--- What is expected ---
Locate and copy each line in the data that contains the word "window".

--- Information shown ---
■ ■ ■ ■ ■ ■ ■
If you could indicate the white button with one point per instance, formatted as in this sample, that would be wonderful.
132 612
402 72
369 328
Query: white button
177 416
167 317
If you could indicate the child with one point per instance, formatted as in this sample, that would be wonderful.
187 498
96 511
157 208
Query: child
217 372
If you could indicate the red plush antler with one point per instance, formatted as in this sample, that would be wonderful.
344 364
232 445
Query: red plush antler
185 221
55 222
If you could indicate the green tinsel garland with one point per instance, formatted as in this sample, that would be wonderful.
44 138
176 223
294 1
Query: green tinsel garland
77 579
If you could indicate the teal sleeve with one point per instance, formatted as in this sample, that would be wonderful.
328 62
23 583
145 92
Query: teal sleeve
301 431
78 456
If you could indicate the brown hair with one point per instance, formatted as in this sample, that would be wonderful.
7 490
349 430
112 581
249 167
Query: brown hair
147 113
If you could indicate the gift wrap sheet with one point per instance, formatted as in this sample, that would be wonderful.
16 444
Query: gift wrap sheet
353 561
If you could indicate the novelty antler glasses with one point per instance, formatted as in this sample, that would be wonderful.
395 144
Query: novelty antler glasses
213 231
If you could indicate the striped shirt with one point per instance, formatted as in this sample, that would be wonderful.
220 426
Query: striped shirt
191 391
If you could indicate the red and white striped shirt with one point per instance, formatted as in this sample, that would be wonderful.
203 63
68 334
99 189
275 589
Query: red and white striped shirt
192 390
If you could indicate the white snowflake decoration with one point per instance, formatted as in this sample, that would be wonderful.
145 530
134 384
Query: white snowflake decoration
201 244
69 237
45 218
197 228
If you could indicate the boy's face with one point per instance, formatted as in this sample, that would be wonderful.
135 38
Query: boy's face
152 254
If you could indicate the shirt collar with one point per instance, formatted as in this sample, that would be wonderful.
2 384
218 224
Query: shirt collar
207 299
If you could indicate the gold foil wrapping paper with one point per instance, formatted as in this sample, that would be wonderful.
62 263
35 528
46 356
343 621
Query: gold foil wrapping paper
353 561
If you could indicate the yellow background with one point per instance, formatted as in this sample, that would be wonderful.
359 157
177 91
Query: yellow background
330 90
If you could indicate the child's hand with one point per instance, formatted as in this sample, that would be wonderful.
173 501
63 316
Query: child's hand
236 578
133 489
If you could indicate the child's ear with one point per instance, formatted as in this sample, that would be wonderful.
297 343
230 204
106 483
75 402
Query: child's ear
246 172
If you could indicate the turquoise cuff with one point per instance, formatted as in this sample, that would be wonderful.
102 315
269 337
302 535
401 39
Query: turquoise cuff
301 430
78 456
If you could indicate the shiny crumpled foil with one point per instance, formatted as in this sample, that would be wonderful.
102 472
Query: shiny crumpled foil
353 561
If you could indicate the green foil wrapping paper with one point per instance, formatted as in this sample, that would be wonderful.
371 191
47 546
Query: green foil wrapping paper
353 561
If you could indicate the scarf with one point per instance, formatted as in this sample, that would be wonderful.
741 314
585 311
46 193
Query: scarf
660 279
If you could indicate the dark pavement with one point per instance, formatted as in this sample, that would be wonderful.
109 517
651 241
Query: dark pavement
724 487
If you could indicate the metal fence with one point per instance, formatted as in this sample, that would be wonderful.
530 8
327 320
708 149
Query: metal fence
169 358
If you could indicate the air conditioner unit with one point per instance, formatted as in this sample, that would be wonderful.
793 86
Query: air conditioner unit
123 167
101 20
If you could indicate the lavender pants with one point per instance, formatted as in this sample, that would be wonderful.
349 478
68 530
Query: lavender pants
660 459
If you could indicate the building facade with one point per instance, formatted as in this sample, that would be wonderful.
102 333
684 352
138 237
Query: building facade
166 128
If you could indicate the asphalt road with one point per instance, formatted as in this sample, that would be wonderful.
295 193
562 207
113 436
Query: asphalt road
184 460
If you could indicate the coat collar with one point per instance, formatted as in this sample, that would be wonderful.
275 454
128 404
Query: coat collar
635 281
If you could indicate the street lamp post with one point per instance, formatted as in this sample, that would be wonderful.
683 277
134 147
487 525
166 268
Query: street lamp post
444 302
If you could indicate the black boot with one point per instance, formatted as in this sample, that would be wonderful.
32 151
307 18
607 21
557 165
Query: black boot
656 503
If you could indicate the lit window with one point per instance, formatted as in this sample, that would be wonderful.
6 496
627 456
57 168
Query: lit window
■ ■ ■ ■ ■ ■ ■
--- Solved exercise ---
If you could indicate the lit window with one point per instance, formatted as in this sample, that would be wonderful.
Query: lit window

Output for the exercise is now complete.